### Dataset items
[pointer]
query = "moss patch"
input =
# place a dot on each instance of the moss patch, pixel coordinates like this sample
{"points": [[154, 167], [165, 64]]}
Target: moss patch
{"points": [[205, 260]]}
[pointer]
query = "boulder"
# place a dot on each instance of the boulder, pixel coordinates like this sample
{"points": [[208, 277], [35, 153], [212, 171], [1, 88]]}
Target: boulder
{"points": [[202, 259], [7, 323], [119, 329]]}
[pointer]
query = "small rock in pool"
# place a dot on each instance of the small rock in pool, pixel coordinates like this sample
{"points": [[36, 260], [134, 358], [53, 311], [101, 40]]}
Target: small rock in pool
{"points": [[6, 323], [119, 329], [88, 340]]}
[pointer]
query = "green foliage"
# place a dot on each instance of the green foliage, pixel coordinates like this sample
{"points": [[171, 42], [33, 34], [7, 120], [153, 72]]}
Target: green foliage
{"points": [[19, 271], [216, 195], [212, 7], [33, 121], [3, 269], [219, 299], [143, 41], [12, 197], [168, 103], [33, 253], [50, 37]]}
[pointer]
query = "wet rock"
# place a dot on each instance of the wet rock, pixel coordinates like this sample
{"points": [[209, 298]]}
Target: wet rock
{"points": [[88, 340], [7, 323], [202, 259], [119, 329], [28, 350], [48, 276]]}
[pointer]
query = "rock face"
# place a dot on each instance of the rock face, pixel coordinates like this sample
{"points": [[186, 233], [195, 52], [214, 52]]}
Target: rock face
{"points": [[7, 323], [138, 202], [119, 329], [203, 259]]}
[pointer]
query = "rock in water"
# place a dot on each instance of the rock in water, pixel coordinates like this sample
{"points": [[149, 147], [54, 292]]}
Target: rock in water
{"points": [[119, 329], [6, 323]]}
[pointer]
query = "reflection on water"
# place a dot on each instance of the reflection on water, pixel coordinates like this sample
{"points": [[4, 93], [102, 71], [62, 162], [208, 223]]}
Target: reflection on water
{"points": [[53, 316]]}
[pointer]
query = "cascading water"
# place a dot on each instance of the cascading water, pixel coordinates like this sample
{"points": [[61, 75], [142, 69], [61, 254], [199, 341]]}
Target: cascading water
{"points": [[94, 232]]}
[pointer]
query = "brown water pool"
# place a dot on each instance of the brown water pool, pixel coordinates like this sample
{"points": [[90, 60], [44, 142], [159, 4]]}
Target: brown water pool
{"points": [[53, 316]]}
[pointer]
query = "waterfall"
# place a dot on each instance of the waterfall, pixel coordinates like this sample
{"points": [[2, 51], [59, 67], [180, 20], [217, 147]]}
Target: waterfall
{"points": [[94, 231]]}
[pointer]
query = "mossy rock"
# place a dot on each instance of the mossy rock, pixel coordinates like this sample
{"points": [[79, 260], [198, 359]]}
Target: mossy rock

### PROBLEM DETAILS
Take from the entries every line that has the string "coordinates".

### RESPONSE TO THE TASK
# place a dot on each instance of the moss patch, pixel coordinates like this sample
# place a dot on each instance of the boulder, pixel coordinates like this sample
# place a dot on each instance of the small rock in pool, pixel coordinates like this sample
# place a dot on each instance of the green foliage, pixel coordinates like this sample
# place a dot on each instance of the wet rock, pixel coordinates like this sample
# place a dot on each instance of the rock face, pixel coordinates like this sample
# place a dot on each instance of the rock in water, pixel coordinates like this sample
# place a dot on each instance of the reflection on water, pixel coordinates like this sample
# place a dot on each instance of the cascading water, pixel coordinates like this sample
# place a dot on each instance of the brown water pool, pixel coordinates like this sample
# place a dot on each instance of the waterfall, pixel coordinates like this sample
# place a dot on each instance of the mossy rock, pixel coordinates like this sample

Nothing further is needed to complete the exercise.